> **SET PROBLEM**
Take the records below and extract, word for word, the lines from the one containing "Would you be able to point at the allium giganteum" through the final line, inclusive. Omit pictures.
___ RECORDS FOR THE EXERCISE ___
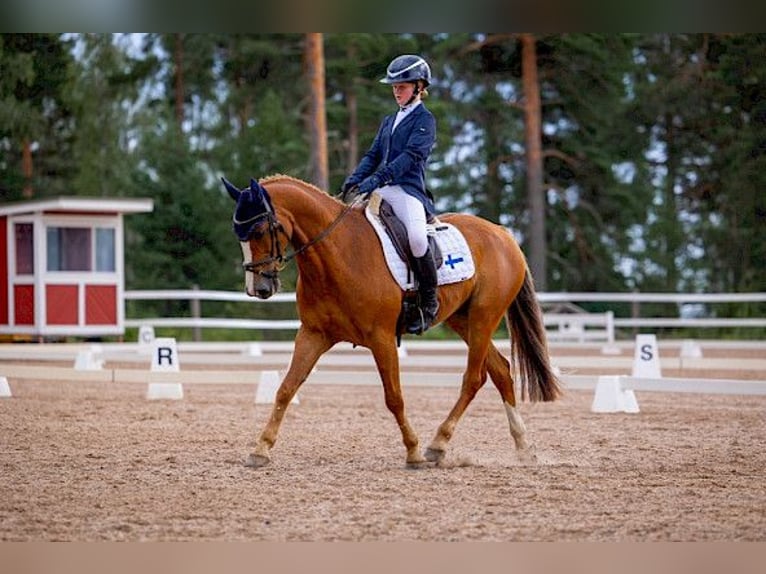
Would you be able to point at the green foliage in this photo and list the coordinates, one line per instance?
(654, 148)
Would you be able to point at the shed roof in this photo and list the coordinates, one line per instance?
(80, 205)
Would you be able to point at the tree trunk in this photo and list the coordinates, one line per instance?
(352, 159)
(532, 138)
(317, 118)
(178, 61)
(26, 168)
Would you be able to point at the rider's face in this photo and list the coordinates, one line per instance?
(403, 92)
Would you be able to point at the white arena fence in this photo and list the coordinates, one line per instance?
(575, 327)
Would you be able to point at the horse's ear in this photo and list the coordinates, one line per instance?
(231, 188)
(260, 192)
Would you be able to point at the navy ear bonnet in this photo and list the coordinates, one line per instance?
(253, 208)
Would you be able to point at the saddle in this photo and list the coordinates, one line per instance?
(457, 266)
(398, 234)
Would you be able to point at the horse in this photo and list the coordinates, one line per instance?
(345, 293)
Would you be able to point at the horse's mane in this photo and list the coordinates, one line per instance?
(281, 177)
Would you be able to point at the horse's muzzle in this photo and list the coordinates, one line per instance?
(262, 287)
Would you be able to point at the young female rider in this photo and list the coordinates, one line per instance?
(395, 166)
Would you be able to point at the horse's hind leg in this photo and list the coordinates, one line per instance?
(387, 362)
(500, 371)
(309, 347)
(498, 368)
(473, 379)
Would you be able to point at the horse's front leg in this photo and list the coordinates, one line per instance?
(387, 361)
(309, 346)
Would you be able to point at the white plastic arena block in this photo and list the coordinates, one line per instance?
(646, 357)
(86, 361)
(5, 388)
(165, 355)
(266, 392)
(610, 397)
(167, 391)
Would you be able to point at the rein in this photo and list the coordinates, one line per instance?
(275, 252)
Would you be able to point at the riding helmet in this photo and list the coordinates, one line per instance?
(407, 68)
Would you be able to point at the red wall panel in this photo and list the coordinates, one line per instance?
(61, 304)
(24, 302)
(100, 305)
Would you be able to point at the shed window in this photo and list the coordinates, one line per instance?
(69, 249)
(105, 249)
(25, 254)
(81, 249)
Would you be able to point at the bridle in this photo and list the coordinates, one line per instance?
(276, 253)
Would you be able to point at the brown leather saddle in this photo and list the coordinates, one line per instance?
(398, 234)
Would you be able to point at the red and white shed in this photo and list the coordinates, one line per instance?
(62, 266)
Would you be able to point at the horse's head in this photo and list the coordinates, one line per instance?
(255, 225)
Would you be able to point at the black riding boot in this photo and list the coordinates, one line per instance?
(425, 273)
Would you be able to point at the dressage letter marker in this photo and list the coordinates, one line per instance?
(646, 359)
(145, 338)
(86, 360)
(610, 397)
(164, 361)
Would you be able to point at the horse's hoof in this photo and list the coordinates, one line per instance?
(257, 461)
(527, 457)
(434, 455)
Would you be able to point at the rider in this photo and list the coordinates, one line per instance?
(395, 166)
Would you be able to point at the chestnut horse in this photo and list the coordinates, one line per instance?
(345, 292)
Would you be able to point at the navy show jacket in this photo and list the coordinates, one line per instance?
(399, 158)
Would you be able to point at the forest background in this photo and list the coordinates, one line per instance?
(622, 162)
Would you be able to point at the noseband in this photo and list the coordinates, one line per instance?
(276, 255)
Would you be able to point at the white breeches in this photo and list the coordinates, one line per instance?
(413, 216)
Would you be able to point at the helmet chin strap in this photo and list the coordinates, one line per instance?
(415, 94)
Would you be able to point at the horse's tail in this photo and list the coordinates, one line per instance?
(529, 346)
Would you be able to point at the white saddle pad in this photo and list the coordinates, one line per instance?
(458, 261)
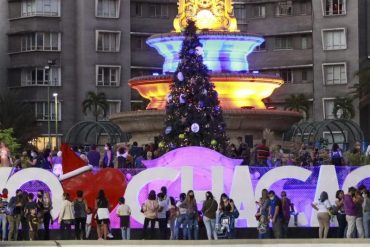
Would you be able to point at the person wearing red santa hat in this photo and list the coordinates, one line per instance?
(3, 207)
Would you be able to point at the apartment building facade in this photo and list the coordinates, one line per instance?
(316, 46)
(66, 47)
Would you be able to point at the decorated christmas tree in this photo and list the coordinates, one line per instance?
(193, 113)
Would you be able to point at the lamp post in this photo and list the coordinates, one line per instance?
(55, 95)
(48, 69)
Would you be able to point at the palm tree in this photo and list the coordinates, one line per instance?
(363, 86)
(343, 108)
(299, 103)
(97, 104)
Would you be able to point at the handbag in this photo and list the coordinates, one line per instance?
(236, 213)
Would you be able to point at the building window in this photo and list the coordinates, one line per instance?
(328, 106)
(286, 75)
(334, 39)
(40, 8)
(136, 9)
(284, 8)
(114, 106)
(261, 47)
(139, 42)
(41, 111)
(284, 42)
(107, 8)
(258, 11)
(335, 74)
(158, 10)
(304, 8)
(108, 76)
(41, 77)
(108, 41)
(334, 7)
(240, 12)
(304, 75)
(40, 41)
(306, 42)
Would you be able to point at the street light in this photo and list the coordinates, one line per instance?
(55, 95)
(48, 69)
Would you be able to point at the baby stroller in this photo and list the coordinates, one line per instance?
(224, 226)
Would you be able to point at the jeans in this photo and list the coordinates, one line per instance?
(46, 219)
(285, 227)
(88, 230)
(163, 228)
(80, 228)
(3, 224)
(193, 226)
(173, 229)
(14, 222)
(366, 219)
(342, 224)
(125, 232)
(324, 223)
(210, 227)
(65, 227)
(146, 224)
(277, 228)
(25, 228)
(181, 220)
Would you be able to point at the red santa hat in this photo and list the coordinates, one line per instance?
(72, 164)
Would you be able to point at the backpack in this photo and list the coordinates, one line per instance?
(236, 213)
(43, 163)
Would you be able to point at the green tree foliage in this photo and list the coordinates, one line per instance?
(96, 103)
(6, 136)
(193, 113)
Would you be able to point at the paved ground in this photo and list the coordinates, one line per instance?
(219, 243)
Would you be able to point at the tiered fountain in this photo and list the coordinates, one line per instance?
(241, 93)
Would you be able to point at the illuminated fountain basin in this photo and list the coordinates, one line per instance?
(222, 51)
(234, 90)
(240, 93)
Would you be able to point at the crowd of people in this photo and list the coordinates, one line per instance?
(23, 217)
(352, 211)
(132, 156)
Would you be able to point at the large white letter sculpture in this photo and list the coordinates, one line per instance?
(243, 196)
(30, 174)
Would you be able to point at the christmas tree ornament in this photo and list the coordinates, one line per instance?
(199, 51)
(161, 144)
(168, 130)
(195, 128)
(180, 76)
(182, 98)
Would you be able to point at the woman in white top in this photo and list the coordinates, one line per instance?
(66, 215)
(322, 206)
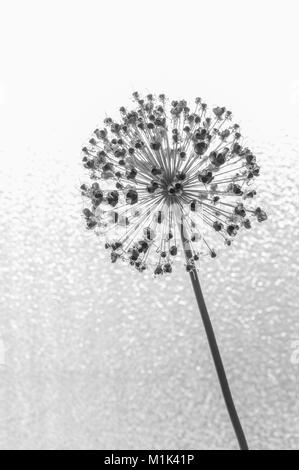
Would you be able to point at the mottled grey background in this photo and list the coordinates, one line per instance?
(93, 355)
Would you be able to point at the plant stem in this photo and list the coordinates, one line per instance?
(216, 353)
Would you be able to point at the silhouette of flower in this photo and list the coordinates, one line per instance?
(163, 169)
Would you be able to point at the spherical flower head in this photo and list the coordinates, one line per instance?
(166, 180)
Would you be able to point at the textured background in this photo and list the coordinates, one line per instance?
(95, 356)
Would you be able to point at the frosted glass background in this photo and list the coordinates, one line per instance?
(94, 355)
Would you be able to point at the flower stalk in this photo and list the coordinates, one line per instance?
(227, 395)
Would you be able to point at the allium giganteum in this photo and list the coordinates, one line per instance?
(168, 173)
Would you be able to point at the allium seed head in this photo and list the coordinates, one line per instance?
(166, 180)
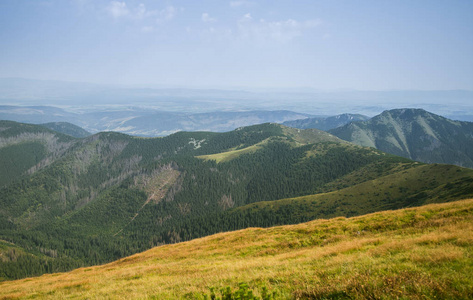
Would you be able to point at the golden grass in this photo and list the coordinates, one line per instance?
(233, 153)
(418, 253)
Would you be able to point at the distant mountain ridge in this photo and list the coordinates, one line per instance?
(145, 121)
(415, 134)
(326, 123)
(69, 202)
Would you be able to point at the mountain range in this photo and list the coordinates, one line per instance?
(421, 252)
(415, 134)
(68, 202)
(325, 123)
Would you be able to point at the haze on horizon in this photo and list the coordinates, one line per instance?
(364, 45)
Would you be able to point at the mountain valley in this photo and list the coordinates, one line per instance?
(76, 202)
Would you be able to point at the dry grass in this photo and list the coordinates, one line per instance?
(419, 253)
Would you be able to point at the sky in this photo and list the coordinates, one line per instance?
(326, 44)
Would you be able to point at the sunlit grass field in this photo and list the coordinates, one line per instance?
(417, 253)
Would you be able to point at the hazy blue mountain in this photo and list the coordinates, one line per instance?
(145, 121)
(415, 134)
(456, 104)
(67, 202)
(325, 123)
___
> **FINISHED EXERCISE**
Would you be able to point at the allium giganteum in this photo and list the coordinates, one line per instance?
(168, 173)
Would you be able to point at the allium seed head in this photo and list the coordinates, one line per instance?
(166, 180)
Would you be able to point at the golden grass in this photo and list the coordinates, one line per instance?
(233, 153)
(418, 253)
Would you be able to point at the distant mountain ridge in this photo and list the coordinates, one line per instance?
(145, 121)
(415, 134)
(326, 123)
(69, 202)
Would you be able to point at the mountain range in this photo and list the coordinates, one line per instance?
(421, 252)
(415, 134)
(68, 202)
(325, 123)
Would you be able to point at the haze on horizon in this photo and list the coordinates, one line per instance?
(364, 45)
Would you be able to point at the mountain valley in this photo and list the coordinates, one line per instance?
(76, 202)
Would you be able to point at the dry grass in this photo and list the coordinates, one line per instance?
(419, 253)
Would you be able to point at the sky in this photo and list the coordinates, one line per instance?
(326, 44)
Would you be able to point at the sunlit grass field in this photo and list the coordinates, one line per instance?
(417, 253)
Would you be able to point at the hazy blue mountain in this photo and list the coordinates, one line per instance?
(145, 121)
(415, 134)
(456, 104)
(67, 202)
(325, 123)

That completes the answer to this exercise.